(Directive 1) In the airport story, at what time did the writer reach the gate?

------ Quoted text

Another day in The Life of A Ditk means another outlandish occurrence. I was at home, in my hometown, and it was time for me to wake up in preparation for my 8:00am flight. My mom came in and woke me up, because I’m obviously not responsible enough to wake myself up at 6:45am on a Sunday, so she was put in charge of that action. Once I woke, she said something smelled, and claimed it was me (she loves me…a lot) so I was like “umm should I take a shower?” and she said “umm, yes.” So, with onlly and hour and fifteen minutes until my flight, I got into the shower. We finally left the house around 7:15, and arrived at the airport at 7:30–the time my flight was set to board. I already had my boarding pass printed out, and I was all checked in and not checking any bags, so I assumed I was all good to go, and wasn’t worried at all–then I walked inside. The security line was outrageous! It was so long–this is when I started to sweat. I waited on a line for a few minutes until I got up to the TSA officers who check IDs and make sure our last names aren’t Bin Laden, I asked them if there was any way I could expedite the security process so I wouldn’t miss my flight, and they redirected me to someone in a bright orange construction vest. The only problem was that it was borderline impossible for me to get to said worker as there were about 50 people in front of me. I pushed my way through the crowd, cutting all of them, until I found the worker and asked if I could cut ahead so I wouldn’t miss my flight. She was more than willing to help me out, so I got to one of the tables and removed my shoes, laptop, and jacket respectively and found myself waiting AGAIN because people are SO SLOW at the security line…sheesh. When all was said and done, I got to the gate at 7:40, with 20 minutes to spare. When I got on the plane I was out of breath only to find 7 other passengers on the plane…great. The only thought running through my mind at this point was that the 8 of us were hand-picked to die that day…I started sweating again. Finally my plane took off 30 minutes late, and I was on my way back to school.

------------
------ Supplied records

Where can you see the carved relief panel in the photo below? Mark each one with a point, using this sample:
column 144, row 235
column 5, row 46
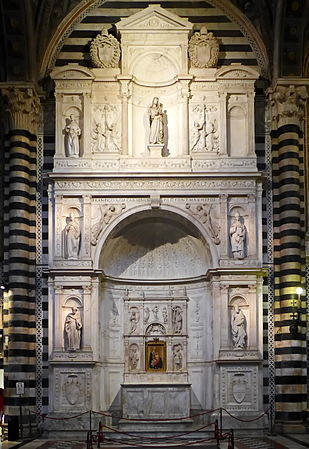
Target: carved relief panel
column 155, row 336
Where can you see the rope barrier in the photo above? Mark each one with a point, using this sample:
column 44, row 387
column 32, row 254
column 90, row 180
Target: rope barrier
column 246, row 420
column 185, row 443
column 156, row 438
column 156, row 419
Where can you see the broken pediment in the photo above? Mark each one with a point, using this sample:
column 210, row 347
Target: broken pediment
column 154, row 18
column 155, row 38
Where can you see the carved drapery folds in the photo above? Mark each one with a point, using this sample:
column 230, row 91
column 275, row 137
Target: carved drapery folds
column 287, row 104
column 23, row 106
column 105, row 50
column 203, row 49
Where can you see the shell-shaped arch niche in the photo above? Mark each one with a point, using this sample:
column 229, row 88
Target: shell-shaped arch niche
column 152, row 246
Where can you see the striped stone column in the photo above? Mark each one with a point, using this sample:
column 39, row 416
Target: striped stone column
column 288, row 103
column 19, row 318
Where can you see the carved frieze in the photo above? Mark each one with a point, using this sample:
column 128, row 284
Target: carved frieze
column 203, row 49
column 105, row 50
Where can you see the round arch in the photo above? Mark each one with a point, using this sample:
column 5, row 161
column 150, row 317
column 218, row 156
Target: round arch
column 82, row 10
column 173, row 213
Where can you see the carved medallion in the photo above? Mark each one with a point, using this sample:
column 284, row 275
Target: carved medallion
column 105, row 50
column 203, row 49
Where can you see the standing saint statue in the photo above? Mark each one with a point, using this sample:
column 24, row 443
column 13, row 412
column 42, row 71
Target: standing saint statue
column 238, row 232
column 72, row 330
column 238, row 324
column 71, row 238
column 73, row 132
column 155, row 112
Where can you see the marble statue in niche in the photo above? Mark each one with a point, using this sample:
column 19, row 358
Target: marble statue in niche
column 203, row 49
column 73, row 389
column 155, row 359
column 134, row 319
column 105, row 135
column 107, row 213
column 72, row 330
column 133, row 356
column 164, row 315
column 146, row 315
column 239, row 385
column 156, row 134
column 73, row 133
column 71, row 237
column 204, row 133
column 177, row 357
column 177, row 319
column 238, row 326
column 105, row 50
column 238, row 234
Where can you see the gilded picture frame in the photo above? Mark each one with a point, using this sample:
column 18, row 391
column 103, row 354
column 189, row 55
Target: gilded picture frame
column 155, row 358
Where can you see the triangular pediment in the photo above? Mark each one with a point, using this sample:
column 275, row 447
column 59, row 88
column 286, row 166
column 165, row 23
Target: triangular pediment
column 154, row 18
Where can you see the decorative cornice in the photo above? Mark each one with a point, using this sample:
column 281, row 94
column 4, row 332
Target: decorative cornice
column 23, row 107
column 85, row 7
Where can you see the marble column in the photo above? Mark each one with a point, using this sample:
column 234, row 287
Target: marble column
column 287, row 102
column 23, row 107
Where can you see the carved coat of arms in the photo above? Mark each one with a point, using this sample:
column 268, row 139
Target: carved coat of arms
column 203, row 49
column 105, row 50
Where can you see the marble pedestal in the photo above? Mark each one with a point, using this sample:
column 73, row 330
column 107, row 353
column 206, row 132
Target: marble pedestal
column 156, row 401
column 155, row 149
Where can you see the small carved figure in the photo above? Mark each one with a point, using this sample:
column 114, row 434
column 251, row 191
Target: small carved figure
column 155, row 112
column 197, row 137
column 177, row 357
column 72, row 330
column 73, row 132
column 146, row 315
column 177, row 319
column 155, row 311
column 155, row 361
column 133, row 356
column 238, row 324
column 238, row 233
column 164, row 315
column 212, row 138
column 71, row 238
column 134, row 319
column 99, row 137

------------
------ Supplied records

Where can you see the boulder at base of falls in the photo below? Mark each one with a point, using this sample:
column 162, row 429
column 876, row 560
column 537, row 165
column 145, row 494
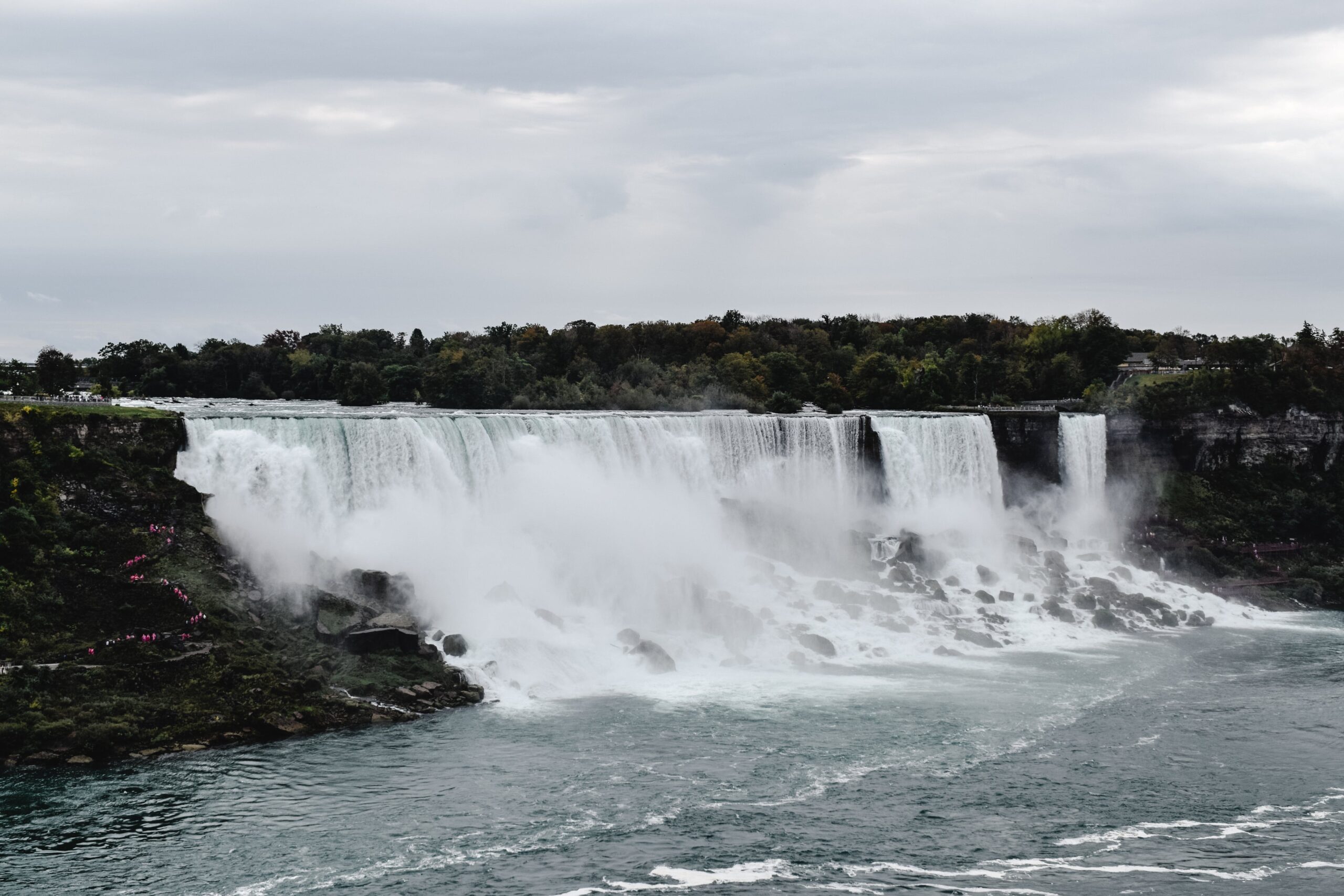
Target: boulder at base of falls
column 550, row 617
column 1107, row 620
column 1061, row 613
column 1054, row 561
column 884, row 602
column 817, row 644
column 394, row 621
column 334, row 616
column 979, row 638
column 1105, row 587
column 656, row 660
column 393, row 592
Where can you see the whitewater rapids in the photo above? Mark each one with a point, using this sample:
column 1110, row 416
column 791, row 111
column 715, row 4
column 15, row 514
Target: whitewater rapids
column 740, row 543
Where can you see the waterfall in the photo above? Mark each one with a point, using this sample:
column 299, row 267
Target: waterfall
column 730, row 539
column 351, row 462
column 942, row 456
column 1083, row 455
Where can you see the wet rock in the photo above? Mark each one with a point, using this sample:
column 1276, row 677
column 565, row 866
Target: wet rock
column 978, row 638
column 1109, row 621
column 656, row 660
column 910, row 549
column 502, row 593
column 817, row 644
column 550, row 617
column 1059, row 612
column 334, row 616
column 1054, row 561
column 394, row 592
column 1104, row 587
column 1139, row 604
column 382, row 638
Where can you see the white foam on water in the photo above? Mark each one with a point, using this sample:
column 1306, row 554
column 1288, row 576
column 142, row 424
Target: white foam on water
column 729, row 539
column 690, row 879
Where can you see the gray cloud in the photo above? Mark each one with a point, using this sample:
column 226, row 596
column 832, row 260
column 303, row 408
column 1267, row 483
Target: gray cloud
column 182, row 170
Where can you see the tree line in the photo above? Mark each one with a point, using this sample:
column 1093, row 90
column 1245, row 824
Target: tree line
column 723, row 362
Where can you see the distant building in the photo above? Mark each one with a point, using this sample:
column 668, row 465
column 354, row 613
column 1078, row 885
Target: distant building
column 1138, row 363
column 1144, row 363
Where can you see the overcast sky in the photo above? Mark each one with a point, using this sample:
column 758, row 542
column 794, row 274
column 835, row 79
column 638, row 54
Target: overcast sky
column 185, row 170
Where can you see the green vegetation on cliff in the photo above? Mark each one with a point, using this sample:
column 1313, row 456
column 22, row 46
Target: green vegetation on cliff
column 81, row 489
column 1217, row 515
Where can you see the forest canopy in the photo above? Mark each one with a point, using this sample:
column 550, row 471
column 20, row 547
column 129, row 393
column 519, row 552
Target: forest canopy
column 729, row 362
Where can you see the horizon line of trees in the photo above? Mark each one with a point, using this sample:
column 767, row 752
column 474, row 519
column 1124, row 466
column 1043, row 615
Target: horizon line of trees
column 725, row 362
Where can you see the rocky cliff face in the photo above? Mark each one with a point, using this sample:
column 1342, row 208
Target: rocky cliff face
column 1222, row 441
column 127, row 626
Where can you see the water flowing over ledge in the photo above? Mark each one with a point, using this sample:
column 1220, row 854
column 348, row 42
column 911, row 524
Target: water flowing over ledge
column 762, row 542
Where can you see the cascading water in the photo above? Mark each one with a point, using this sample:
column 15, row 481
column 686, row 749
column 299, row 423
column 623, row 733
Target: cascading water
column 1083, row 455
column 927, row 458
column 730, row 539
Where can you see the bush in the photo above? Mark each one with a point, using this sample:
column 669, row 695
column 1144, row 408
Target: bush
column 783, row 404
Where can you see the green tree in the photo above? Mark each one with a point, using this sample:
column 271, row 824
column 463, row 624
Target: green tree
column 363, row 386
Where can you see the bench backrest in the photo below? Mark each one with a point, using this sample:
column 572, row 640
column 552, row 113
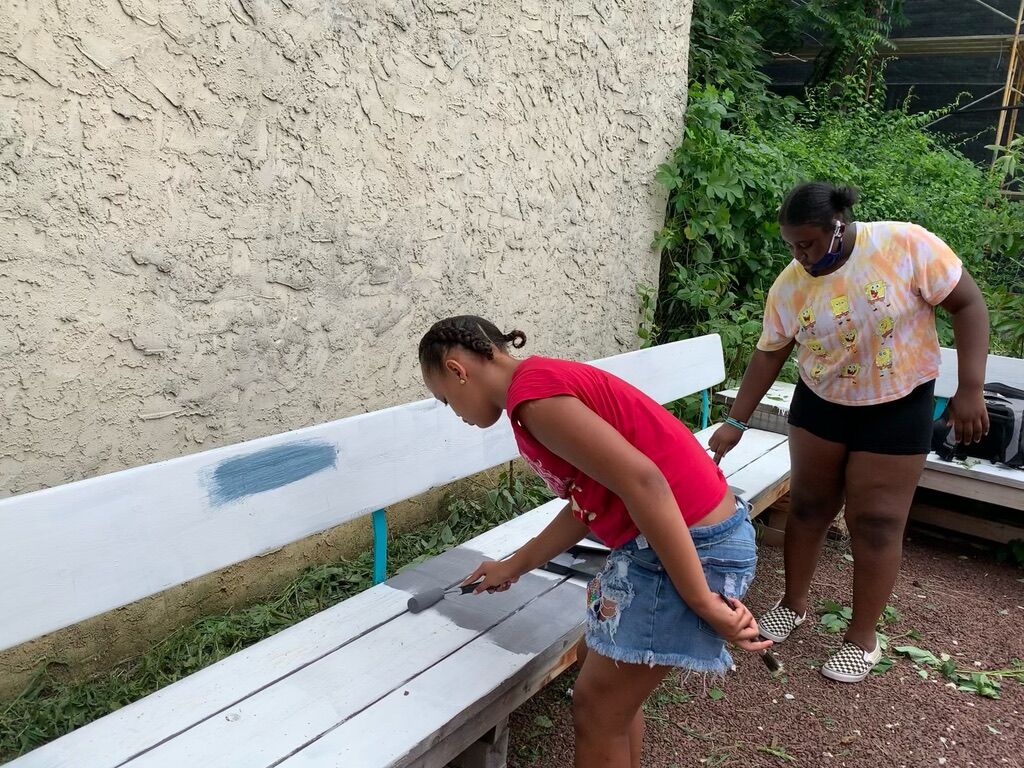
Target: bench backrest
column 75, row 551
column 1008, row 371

------------

(Directive 2) In the listing, switch "sample" to "template" in the lines from the one with "Where can you see the tree" to the one with "column 725, row 362", leaving everything else unchanged, and return only those lines.

(Task result 1) 7:40, with 20 minutes to spare.

(Task result 2)
Where can you see the tree line in the photo above? Mark each one with a point, using this template:
column 1093, row 90
column 1245, row 824
Target: tree line
column 723, row 362
Where can you see the distant building in the photo above? Mark each one with a point, using this template:
column 668, row 465
column 354, row 613
column 1078, row 885
Target: distant building
column 1138, row 363
column 1144, row 363
Where can you see the overcast sky in the photo above? Mark each one with a point, using this template:
column 758, row 542
column 794, row 274
column 835, row 79
column 638, row 54
Target: overcast sky
column 185, row 170
Where can you see the green vegetation on cliff in the photo above? Mark each one with a point, using this template:
column 1313, row 456
column 22, row 46
Target: green vegetation on cliff
column 81, row 489
column 1217, row 515
Where can you see the forest canopy in the photo above? Mark each one with a point, using this template:
column 550, row 471
column 20, row 547
column 129, row 393
column 519, row 552
Target: forest canopy
column 729, row 362
Where can you see the horizon line of trees in the photo above? Mark each one with a point, using this template:
column 767, row 752
column 474, row 519
column 1124, row 466
column 1043, row 615
Target: horizon line of trees
column 725, row 362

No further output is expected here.